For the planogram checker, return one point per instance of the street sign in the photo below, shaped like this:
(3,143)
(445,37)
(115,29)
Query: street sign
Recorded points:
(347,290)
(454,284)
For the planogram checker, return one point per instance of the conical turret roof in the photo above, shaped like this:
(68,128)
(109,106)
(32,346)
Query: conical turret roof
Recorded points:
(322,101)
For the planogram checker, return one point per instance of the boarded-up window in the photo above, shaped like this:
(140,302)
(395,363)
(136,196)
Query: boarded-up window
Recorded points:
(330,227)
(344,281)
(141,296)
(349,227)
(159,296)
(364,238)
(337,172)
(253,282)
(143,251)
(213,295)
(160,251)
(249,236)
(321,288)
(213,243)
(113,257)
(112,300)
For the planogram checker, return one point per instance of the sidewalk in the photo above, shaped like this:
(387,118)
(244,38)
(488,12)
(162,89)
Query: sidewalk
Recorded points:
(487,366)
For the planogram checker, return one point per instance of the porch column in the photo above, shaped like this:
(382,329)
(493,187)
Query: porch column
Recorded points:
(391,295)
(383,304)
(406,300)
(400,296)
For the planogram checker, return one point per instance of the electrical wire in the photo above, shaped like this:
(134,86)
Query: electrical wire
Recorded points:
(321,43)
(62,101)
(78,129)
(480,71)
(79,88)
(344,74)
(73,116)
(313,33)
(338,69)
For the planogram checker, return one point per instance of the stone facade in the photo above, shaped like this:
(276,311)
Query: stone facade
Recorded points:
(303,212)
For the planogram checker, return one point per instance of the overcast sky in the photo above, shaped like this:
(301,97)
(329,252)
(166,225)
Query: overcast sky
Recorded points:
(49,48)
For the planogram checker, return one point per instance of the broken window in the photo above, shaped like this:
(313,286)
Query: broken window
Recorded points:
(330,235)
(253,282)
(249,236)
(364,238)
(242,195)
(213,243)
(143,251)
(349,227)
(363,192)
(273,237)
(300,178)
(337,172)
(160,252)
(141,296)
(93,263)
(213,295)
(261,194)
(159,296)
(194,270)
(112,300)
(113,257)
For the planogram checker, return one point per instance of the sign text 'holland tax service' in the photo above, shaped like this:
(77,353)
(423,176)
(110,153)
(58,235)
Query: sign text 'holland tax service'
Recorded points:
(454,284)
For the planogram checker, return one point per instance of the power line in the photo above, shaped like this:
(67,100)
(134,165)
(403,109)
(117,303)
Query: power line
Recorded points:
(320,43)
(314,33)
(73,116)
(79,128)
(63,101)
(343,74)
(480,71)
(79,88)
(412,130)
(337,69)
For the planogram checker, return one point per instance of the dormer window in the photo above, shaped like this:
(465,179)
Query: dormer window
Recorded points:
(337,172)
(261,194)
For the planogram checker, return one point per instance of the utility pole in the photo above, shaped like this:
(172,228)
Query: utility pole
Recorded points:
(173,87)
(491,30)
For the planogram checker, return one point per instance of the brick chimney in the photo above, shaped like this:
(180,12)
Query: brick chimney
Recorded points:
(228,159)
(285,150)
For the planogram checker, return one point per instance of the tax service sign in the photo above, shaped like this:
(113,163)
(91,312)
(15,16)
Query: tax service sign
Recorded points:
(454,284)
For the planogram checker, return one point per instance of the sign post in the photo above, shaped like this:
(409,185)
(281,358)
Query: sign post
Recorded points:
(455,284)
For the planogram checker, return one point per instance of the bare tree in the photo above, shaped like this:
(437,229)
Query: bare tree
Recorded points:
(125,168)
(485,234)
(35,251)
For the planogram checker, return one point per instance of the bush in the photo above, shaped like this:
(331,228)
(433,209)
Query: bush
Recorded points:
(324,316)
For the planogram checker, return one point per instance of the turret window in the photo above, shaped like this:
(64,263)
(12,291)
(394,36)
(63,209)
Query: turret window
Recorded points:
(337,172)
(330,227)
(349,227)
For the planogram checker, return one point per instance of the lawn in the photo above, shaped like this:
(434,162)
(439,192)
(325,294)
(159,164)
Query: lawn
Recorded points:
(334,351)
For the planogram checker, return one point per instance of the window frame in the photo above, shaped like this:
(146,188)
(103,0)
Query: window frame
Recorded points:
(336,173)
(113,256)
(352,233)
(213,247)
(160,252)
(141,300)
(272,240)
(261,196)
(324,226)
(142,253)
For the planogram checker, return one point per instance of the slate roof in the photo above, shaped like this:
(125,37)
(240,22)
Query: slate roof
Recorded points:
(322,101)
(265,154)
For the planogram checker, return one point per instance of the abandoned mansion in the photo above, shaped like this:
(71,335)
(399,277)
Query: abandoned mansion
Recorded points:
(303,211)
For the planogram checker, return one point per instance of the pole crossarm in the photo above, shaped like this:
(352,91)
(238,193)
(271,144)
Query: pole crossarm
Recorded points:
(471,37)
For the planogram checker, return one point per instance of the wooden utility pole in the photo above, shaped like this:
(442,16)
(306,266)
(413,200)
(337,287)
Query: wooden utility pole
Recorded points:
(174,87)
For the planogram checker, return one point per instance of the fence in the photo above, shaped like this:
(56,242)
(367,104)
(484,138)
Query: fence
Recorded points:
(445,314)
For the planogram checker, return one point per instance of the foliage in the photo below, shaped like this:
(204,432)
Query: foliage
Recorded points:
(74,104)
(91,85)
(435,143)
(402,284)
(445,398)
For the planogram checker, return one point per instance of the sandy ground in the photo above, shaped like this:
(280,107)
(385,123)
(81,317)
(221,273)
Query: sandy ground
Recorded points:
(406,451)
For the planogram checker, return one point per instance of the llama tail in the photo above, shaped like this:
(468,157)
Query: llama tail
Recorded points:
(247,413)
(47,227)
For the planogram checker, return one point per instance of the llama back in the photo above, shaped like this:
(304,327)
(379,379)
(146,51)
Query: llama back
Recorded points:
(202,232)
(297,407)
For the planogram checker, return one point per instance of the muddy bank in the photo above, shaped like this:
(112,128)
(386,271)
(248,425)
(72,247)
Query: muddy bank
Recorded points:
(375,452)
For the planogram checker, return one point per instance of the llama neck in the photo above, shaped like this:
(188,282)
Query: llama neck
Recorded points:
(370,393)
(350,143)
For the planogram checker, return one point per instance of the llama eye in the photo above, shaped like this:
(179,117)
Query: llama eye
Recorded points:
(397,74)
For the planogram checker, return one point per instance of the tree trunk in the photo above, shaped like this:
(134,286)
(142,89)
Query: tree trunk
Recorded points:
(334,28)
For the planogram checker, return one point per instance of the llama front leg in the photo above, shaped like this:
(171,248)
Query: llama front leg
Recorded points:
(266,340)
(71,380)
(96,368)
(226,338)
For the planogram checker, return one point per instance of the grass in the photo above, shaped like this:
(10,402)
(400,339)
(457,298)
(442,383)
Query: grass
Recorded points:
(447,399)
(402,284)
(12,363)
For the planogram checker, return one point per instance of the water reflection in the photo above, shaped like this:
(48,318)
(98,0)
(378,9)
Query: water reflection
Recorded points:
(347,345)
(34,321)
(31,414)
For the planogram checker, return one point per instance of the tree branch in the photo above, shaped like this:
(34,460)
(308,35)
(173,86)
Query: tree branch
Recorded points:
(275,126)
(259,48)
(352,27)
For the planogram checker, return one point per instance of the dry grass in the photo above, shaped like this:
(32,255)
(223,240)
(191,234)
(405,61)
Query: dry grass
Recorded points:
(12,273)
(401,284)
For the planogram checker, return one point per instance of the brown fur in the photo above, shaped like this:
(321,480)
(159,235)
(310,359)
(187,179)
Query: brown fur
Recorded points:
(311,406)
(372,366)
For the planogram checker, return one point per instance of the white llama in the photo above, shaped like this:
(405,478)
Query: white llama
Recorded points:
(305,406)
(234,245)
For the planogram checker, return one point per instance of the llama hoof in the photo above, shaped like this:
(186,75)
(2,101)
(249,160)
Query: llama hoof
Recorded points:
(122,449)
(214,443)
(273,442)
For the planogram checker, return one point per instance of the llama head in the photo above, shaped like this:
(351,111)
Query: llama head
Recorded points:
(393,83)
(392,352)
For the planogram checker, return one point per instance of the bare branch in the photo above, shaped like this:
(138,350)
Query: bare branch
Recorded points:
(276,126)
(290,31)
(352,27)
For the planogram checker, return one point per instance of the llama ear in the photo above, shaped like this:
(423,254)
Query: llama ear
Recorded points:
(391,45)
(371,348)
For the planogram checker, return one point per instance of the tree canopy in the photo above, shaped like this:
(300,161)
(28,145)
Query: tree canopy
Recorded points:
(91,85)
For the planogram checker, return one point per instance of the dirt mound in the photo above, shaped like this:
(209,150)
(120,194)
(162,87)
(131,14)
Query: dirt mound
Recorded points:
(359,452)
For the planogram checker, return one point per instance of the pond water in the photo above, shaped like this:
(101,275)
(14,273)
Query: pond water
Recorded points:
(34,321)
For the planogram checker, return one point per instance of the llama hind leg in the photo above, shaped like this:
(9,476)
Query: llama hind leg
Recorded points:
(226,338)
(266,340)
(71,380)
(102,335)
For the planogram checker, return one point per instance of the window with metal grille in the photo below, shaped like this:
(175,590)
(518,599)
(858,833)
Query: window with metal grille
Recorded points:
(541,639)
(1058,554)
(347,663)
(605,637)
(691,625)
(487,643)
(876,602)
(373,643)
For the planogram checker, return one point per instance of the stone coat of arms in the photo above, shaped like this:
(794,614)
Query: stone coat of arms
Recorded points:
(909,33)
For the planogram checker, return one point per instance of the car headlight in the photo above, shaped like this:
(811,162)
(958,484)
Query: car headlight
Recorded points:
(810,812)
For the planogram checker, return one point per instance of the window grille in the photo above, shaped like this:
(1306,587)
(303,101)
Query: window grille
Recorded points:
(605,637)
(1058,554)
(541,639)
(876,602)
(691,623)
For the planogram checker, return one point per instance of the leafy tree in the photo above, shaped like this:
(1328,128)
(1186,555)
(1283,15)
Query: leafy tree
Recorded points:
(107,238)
◆ ◆ ◆ ◆ ◆
• YOUR INSTRUCTIONS
Copy out each line of the records that holds the string "wooden".

• PROBLEM SOLUTION
For the planogram checker, return one point per instance of the wooden utility pole in the photo above, shaped like this:
Query: wooden utility pole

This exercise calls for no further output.